(Image-grounded pointing data)
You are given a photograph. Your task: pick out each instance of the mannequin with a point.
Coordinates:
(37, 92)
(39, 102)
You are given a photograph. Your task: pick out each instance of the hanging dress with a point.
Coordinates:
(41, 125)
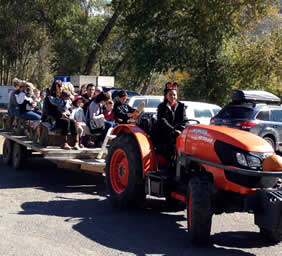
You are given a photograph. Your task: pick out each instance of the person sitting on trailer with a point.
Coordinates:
(53, 111)
(80, 122)
(123, 112)
(26, 103)
(171, 121)
(13, 107)
(95, 117)
(88, 96)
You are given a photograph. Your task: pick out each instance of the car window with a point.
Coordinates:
(216, 110)
(235, 112)
(137, 102)
(263, 115)
(276, 115)
(132, 93)
(153, 103)
(198, 113)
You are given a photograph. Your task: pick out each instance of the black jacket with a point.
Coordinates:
(121, 111)
(169, 120)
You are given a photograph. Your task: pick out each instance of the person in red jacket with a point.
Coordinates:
(108, 112)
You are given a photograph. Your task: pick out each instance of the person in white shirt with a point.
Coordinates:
(80, 122)
(26, 104)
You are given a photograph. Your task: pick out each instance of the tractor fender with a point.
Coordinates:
(149, 161)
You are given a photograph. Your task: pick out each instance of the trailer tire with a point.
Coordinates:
(124, 173)
(199, 210)
(271, 235)
(7, 151)
(19, 155)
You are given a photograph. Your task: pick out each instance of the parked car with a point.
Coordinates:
(256, 112)
(151, 102)
(203, 112)
(114, 91)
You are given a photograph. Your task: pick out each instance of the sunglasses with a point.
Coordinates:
(171, 86)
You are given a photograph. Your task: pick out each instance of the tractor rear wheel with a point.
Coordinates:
(271, 235)
(199, 210)
(124, 172)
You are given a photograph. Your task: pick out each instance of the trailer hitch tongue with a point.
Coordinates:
(268, 213)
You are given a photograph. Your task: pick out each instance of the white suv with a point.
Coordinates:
(201, 111)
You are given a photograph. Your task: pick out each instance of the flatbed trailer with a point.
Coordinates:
(16, 149)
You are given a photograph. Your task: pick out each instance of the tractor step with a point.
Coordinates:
(157, 182)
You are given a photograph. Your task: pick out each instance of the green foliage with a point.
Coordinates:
(208, 46)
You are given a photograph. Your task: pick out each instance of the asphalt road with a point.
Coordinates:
(50, 211)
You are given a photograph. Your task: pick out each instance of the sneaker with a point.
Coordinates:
(90, 144)
(66, 146)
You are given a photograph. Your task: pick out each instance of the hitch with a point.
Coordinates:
(268, 209)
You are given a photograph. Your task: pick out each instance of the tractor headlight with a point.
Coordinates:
(253, 162)
(247, 160)
(241, 159)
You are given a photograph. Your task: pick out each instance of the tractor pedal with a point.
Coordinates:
(157, 182)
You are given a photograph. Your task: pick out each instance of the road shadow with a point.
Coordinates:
(43, 174)
(242, 239)
(153, 230)
(146, 231)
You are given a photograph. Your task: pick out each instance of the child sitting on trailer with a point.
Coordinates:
(80, 122)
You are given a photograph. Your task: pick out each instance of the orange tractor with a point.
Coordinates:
(216, 170)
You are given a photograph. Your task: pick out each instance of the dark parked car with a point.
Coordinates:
(114, 91)
(254, 111)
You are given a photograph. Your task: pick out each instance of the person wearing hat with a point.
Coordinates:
(172, 120)
(98, 89)
(26, 103)
(80, 122)
(123, 112)
(88, 96)
(41, 101)
(13, 107)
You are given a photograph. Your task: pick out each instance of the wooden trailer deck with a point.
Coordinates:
(86, 159)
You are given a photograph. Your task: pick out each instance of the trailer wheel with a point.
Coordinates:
(124, 173)
(7, 151)
(199, 210)
(19, 155)
(271, 235)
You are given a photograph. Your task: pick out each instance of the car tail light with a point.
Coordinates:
(246, 124)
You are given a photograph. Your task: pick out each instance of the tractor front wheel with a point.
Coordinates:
(124, 172)
(199, 210)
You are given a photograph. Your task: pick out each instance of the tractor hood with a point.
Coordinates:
(199, 141)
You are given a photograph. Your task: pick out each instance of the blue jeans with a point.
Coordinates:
(30, 115)
(108, 125)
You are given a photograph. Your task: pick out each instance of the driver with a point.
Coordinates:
(172, 120)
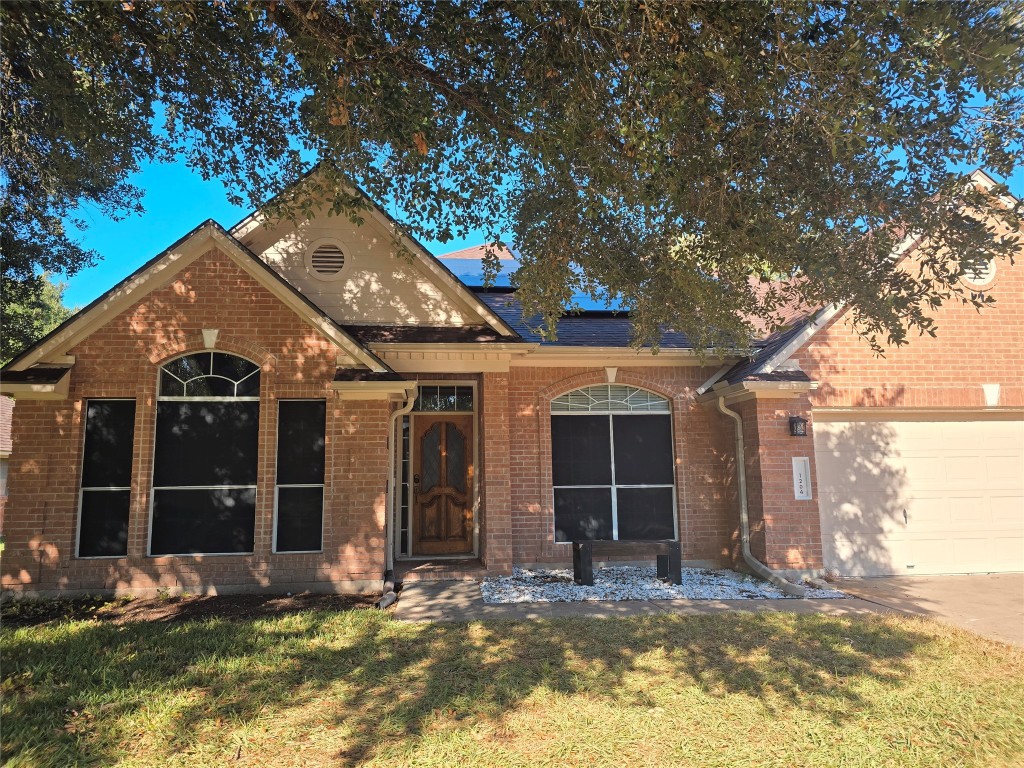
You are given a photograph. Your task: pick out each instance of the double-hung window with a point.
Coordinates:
(612, 466)
(299, 509)
(110, 435)
(205, 464)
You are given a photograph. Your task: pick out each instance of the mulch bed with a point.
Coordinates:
(178, 608)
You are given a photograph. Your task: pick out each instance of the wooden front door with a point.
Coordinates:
(442, 484)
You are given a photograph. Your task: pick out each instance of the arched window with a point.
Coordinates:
(612, 466)
(204, 474)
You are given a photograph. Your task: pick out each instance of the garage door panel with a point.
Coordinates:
(867, 555)
(1004, 471)
(870, 515)
(962, 483)
(1008, 508)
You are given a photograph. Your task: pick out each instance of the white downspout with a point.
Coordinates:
(392, 480)
(744, 521)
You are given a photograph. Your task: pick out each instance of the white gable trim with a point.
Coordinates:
(159, 272)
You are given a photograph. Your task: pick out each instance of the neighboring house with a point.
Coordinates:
(300, 407)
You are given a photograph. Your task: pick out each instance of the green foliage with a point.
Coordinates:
(30, 310)
(675, 156)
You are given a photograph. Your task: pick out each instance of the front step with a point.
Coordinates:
(439, 570)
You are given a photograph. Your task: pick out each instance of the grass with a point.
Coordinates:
(359, 688)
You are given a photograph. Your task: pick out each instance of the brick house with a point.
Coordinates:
(307, 406)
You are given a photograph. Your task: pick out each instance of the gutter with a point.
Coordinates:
(389, 595)
(744, 521)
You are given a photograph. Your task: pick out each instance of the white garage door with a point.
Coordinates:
(900, 497)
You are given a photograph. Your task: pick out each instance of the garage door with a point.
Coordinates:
(900, 497)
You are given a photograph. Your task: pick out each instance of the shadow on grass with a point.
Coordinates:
(73, 692)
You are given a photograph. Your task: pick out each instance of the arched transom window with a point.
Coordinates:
(205, 463)
(612, 465)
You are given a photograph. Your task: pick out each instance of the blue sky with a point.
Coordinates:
(177, 200)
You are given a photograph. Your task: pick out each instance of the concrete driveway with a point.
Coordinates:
(989, 604)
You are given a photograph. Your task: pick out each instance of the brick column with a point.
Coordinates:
(496, 515)
(785, 532)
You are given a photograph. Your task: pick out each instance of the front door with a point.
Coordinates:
(442, 484)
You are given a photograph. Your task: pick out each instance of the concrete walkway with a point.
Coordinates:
(989, 604)
(461, 601)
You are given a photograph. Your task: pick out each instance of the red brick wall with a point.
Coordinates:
(971, 348)
(784, 532)
(121, 359)
(705, 491)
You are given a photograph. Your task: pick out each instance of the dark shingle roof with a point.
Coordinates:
(747, 370)
(425, 334)
(587, 329)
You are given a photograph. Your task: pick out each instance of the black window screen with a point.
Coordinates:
(202, 442)
(583, 513)
(300, 519)
(107, 460)
(645, 513)
(300, 441)
(203, 520)
(301, 438)
(580, 451)
(613, 474)
(643, 450)
(206, 458)
(110, 435)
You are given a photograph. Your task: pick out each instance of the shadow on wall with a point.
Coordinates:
(364, 686)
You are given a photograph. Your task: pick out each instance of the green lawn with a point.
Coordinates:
(358, 688)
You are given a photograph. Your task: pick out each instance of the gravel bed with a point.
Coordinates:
(630, 583)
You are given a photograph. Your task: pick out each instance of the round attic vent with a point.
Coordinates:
(980, 274)
(326, 260)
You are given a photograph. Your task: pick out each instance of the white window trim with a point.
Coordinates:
(611, 449)
(154, 488)
(278, 486)
(81, 489)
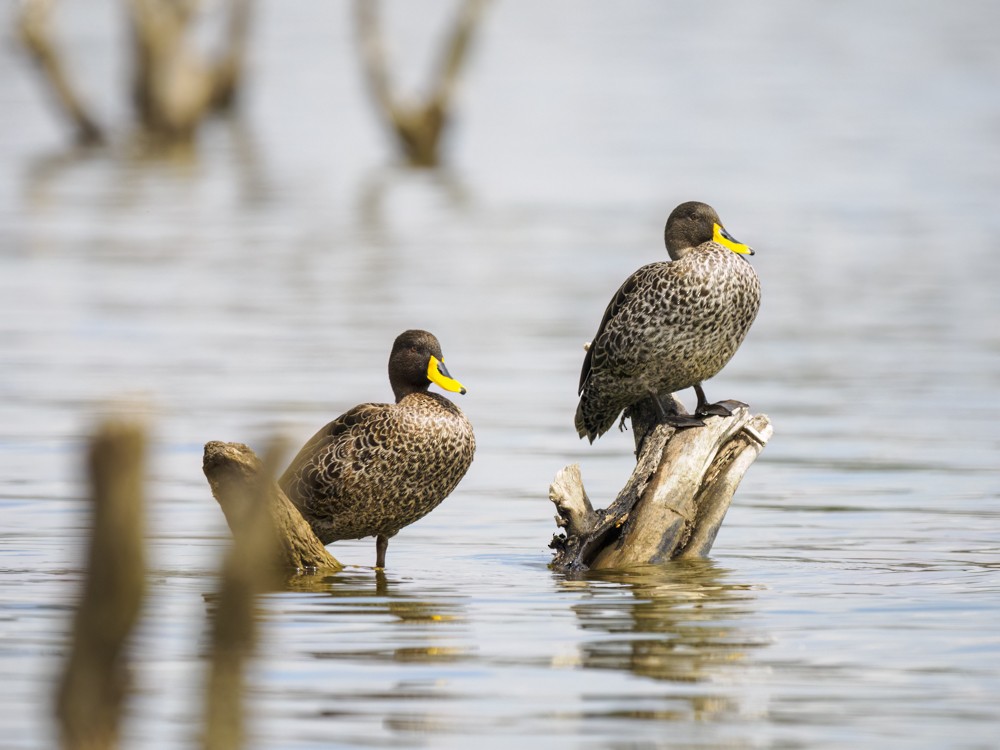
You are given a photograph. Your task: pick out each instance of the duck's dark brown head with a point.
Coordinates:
(692, 224)
(415, 362)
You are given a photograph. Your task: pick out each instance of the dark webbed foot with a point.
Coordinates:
(673, 417)
(381, 545)
(719, 409)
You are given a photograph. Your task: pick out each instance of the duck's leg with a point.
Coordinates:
(721, 409)
(381, 545)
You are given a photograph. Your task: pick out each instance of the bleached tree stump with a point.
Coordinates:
(673, 504)
(235, 474)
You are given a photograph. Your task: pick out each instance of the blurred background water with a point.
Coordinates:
(253, 289)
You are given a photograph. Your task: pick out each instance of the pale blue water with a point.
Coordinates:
(853, 594)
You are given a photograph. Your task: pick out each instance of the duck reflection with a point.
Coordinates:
(684, 622)
(430, 625)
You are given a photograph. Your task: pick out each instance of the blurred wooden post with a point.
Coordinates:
(95, 682)
(673, 504)
(34, 23)
(233, 471)
(174, 86)
(251, 568)
(418, 127)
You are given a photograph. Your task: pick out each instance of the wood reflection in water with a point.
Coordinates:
(683, 622)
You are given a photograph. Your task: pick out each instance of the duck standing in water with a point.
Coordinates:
(672, 325)
(380, 467)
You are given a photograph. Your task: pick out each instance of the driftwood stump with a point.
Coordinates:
(236, 474)
(673, 504)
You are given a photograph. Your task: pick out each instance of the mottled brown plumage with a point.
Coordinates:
(672, 324)
(380, 467)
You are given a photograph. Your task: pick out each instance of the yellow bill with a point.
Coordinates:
(438, 373)
(725, 239)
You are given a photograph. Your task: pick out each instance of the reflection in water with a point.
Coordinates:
(682, 622)
(354, 595)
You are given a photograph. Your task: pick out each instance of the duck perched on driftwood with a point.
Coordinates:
(380, 467)
(671, 325)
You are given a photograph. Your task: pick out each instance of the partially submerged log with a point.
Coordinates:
(249, 569)
(673, 504)
(236, 475)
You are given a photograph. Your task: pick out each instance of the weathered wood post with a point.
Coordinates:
(673, 504)
(234, 473)
(95, 682)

HOW TO COMPLETE THIS TASK:
Calculate the number of lines above that include the word "grass", giving that number by itself.

OUTPUT BELOW:
2